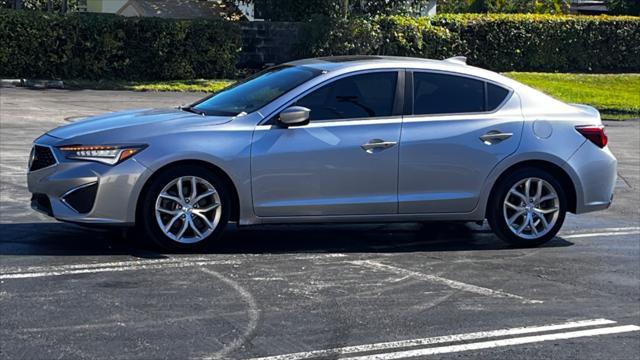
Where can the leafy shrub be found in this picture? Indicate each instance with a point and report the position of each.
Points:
(504, 6)
(499, 42)
(99, 46)
(302, 10)
(623, 7)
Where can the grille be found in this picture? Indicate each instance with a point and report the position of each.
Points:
(41, 202)
(41, 157)
(81, 199)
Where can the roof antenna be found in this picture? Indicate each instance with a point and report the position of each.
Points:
(458, 60)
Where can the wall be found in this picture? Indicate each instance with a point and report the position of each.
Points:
(267, 43)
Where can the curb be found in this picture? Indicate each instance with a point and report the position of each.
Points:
(32, 83)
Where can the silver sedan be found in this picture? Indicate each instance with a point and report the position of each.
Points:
(339, 139)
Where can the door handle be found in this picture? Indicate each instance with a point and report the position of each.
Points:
(377, 144)
(494, 137)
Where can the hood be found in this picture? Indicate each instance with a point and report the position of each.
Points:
(132, 123)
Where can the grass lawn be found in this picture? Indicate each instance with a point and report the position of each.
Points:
(167, 85)
(617, 96)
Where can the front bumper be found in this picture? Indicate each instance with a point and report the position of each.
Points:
(87, 192)
(595, 172)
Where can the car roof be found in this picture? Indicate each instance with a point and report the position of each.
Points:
(372, 62)
(330, 63)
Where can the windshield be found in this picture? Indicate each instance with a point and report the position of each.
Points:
(256, 91)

*WHAT IS EXPECTED*: Locate and copy each line in the data above that includes the word "roof".

*TASK RESPONSE*:
Where can the roof antenna be found in this picture? Indicate each instance with a point and report the position of each.
Where can the car roof be found in this picture? Indicate each instance with a point and report the position of each.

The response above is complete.